:: Entries shown ::

^^^^^^^^^^^^^^^^

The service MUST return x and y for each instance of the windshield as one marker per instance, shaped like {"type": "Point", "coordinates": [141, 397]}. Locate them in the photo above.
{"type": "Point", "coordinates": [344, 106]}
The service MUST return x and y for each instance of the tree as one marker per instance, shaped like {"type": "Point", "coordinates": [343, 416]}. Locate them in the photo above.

^^^^^^^^^^^^^^^^

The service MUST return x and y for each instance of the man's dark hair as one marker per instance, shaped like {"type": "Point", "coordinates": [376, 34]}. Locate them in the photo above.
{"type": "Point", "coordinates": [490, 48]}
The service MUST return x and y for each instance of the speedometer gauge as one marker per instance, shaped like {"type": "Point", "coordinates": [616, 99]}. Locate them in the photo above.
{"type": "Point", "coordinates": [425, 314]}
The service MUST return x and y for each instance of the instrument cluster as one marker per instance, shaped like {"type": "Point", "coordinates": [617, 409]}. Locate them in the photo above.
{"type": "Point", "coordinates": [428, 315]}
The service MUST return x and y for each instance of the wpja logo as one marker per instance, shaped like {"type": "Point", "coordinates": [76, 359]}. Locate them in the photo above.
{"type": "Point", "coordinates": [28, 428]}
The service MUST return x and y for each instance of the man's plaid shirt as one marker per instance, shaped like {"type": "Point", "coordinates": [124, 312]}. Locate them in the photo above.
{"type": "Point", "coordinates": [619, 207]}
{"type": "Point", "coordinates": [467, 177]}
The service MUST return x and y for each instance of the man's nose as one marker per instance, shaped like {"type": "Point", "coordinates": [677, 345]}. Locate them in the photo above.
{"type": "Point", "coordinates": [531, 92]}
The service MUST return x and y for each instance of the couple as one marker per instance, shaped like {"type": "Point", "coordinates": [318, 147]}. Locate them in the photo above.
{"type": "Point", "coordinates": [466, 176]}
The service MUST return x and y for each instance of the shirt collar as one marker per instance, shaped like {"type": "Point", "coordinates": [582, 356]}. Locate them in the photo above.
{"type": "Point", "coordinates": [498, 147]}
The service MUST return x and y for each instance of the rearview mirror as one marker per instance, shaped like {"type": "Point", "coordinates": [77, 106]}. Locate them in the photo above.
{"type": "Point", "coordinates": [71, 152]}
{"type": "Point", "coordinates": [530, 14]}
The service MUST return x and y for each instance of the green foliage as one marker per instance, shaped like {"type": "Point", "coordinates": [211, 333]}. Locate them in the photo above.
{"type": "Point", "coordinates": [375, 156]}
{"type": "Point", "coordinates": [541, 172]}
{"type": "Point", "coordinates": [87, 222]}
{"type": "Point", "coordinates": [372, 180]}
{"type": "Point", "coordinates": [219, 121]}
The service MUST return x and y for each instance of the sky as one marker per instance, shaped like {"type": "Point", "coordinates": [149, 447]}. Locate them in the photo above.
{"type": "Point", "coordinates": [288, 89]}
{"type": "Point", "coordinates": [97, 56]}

^^^^^^^^^^^^^^^^

:: Required work ::
Convert the material between the lines holding "of the windshield" and "of the tree", inclusive, into a JSON list of strings with one string per line and any blank lines left out.

:: Full answer ::
[
  "The service MUST return x and y for each instance of the windshield as one marker per instance, shaped like {\"type\": \"Point\", \"coordinates\": [141, 397]}. Locate them in the photo above.",
  "{\"type\": \"Point\", \"coordinates\": [344, 106]}",
  "The service MUST return x and y for each instance of the tree as one marker per instance, shaped like {\"type\": \"Point\", \"coordinates\": [343, 416]}. Locate them in the photo above."
]